**Task to carry out:**
Render each line of the listing below as a row of a Markdown table with the columns "Row" and "Listing line", numbering the rows in order and omitting blank lines.

**Record list:**
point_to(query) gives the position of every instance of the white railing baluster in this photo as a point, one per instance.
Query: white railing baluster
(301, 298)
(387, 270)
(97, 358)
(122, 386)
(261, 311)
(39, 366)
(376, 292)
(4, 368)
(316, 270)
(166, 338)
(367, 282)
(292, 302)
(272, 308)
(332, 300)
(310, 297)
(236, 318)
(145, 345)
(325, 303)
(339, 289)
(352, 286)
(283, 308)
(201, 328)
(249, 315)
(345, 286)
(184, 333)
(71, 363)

**Written solution:**
| Row | Listing line |
|---|---|
| 1 | point_to(query) gives the position of every instance of the white railing baluster in this photo as a point, one per instance. |
| 2 | Query: white railing baluster |
| 3 | (301, 298) |
| 4 | (387, 270) |
| 5 | (97, 358) |
| 6 | (122, 386) |
| 7 | (261, 311) |
| 8 | (39, 366) |
| 9 | (376, 292) |
| 10 | (4, 368) |
| 11 | (316, 270) |
| 12 | (166, 338) |
| 13 | (367, 282) |
| 14 | (292, 302) |
| 15 | (272, 308) |
| 16 | (332, 300) |
| 17 | (310, 297) |
| 18 | (236, 318) |
| 19 | (145, 345) |
| 20 | (325, 303) |
| 21 | (339, 289) |
| 22 | (352, 286) |
| 23 | (283, 308) |
| 24 | (201, 328) |
| 25 | (249, 315) |
| 26 | (345, 286) |
| 27 | (184, 333) |
| 28 | (71, 363) |